==== RECORDS FOR PROCESSING

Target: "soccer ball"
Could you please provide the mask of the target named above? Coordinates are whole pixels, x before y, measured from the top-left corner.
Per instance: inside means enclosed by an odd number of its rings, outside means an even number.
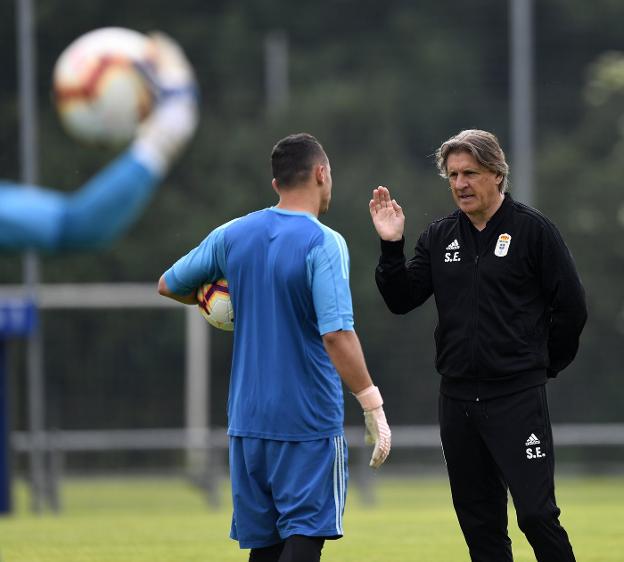
[[[53,73],[65,129],[89,143],[127,143],[149,115],[154,94],[142,69],[154,64],[150,39],[122,27],[90,31],[60,55]]]
[[[226,279],[204,283],[197,289],[199,311],[215,328],[231,332],[234,330],[234,308]]]

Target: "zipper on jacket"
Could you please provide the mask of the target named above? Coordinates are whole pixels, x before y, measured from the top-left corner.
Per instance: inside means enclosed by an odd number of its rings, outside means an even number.
[[[473,324],[473,329],[472,329],[472,345],[470,346],[471,348],[471,362],[472,362],[472,368],[475,371],[476,374],[476,383],[477,383],[477,396],[475,401],[478,402],[479,401],[479,369],[477,367],[477,361],[476,361],[476,347],[477,347],[477,328],[479,326],[479,254],[477,253],[477,255],[474,258],[474,310],[473,310],[473,317],[474,317],[474,324]]]

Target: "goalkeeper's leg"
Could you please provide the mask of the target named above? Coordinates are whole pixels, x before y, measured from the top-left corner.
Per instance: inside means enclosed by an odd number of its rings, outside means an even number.
[[[263,548],[252,548],[249,553],[249,562],[279,562],[282,550],[284,550],[283,542]]]
[[[325,539],[293,535],[285,542],[252,548],[249,562],[319,562]]]
[[[279,562],[319,562],[325,540],[320,537],[292,535],[284,542]]]

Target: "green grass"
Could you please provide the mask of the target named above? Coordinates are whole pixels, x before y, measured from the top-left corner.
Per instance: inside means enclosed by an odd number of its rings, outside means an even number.
[[[325,562],[461,562],[466,547],[442,478],[376,478],[377,503],[362,504],[351,487],[345,537],[326,543]],[[560,478],[562,523],[578,560],[621,561],[624,478]],[[206,507],[201,494],[174,479],[69,480],[59,515],[33,515],[23,485],[16,513],[0,518],[1,562],[230,562],[248,551],[227,538],[223,506]],[[516,562],[534,557],[510,513]]]

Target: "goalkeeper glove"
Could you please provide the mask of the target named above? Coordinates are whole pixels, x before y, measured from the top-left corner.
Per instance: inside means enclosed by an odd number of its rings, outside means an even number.
[[[198,121],[197,83],[180,46],[160,32],[150,34],[151,64],[139,65],[155,107],[139,126],[133,150],[158,175],[164,175],[193,136]]]
[[[358,392],[355,397],[364,410],[365,442],[375,446],[369,466],[379,468],[388,458],[391,446],[391,432],[383,411],[381,393],[376,386],[371,385]]]

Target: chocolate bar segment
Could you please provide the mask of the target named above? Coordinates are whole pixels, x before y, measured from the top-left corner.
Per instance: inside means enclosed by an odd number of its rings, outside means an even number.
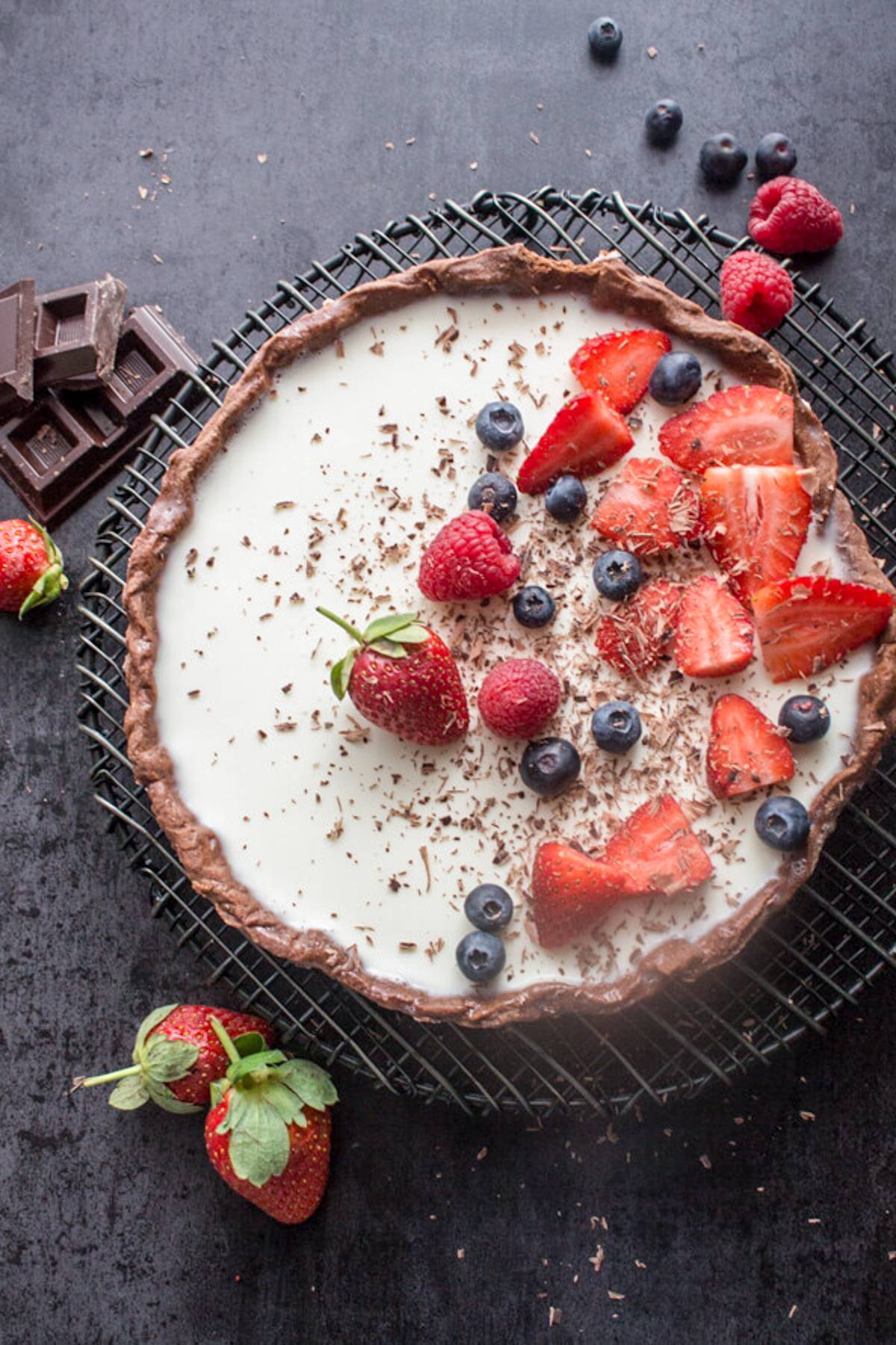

========

#### PROBLEM DESCRIPTION
Reproduce all of the rows above verbatim, omitting the pictures.

#### THE ANSWER
Target: "soccer ball"
Could you please provide the mask of the target named above? Coordinates are whole pixels, x before y, measured from the top-left corner.
Per instance: inside means enclosed by an odd number of its rings, outside means an even number.
[[[53,73],[65,129],[89,143],[127,143],[149,115],[154,94],[142,69],[154,64],[150,39],[122,27],[90,31],[60,55]]]
[[[226,279],[204,283],[197,289],[199,311],[215,328],[231,332],[234,330],[234,308]]]

Target: "zipper on jacket"
Could you please provide the mask of the target named above? Coordinates are whole pixels, x before y, measured from the top-left corner.
Per instance: inside means enclosed by an odd number of its rings, outside means an even number.
[[[473,324],[473,329],[472,329],[472,345],[470,346],[471,348],[471,362],[472,362],[472,368],[475,371],[476,374],[476,383],[477,383],[477,396],[475,401],[478,402],[479,401],[479,369],[477,367],[477,361],[476,361],[476,347],[477,347],[477,328],[479,326],[479,254],[477,253],[477,255],[474,258],[474,310],[473,310],[473,317],[474,317],[474,324]]]

Target: "goalkeeper's leg"
Could you please provide the mask of the target named above? Coordinates are whole pixels, x before y, measured from the top-left corner.
Per instance: inside means enclosed by an odd number of its rings, outside means an even number.
[[[263,548],[252,548],[249,553],[249,562],[279,562],[282,550],[284,550],[283,542]]]
[[[325,539],[293,535],[285,542],[252,548],[249,562],[319,562]]]
[[[279,562],[319,562],[325,540],[320,537],[292,535],[284,542]]]

Target: "green grass"
Could you please provide the mask of the target named above? Coordinates are whole pixels, x before y, measured from the top-left corner.
Per instance: inside means enclosed by an odd number of its rings, outside means an even number.
[[[325,562],[461,562],[466,547],[442,478],[376,478],[377,503],[362,504],[351,487],[345,537],[326,543]],[[560,478],[562,523],[578,560],[621,561],[624,478]],[[206,507],[201,494],[174,479],[69,480],[59,515],[33,515],[23,485],[16,513],[0,518],[1,562],[230,562],[248,551],[227,538],[223,506]],[[516,562],[534,557],[510,513]]]

Target: "goalkeeper glove"
Could you please provide the mask of the target named above? Coordinates are whole pixels, x before y, measured from the top-left corner.
Per instance: inside means enclosed by an odd number of its rings, outside means an even number.
[[[198,121],[197,83],[180,46],[160,32],[150,34],[151,64],[139,65],[155,107],[139,126],[133,150],[158,175],[164,175],[193,136]]]
[[[358,392],[355,397],[364,410],[365,442],[375,446],[369,466],[379,468],[388,458],[391,446],[391,432],[383,411],[381,393],[376,386],[371,385]]]

Target: chocolate bar segment
Could you please provide the mask of the target named above? Coordinates are whole pixels, x before y, measured from the top-left corner.
Per instance: inside means enclosed by an odd number of its rings, outside means an even number.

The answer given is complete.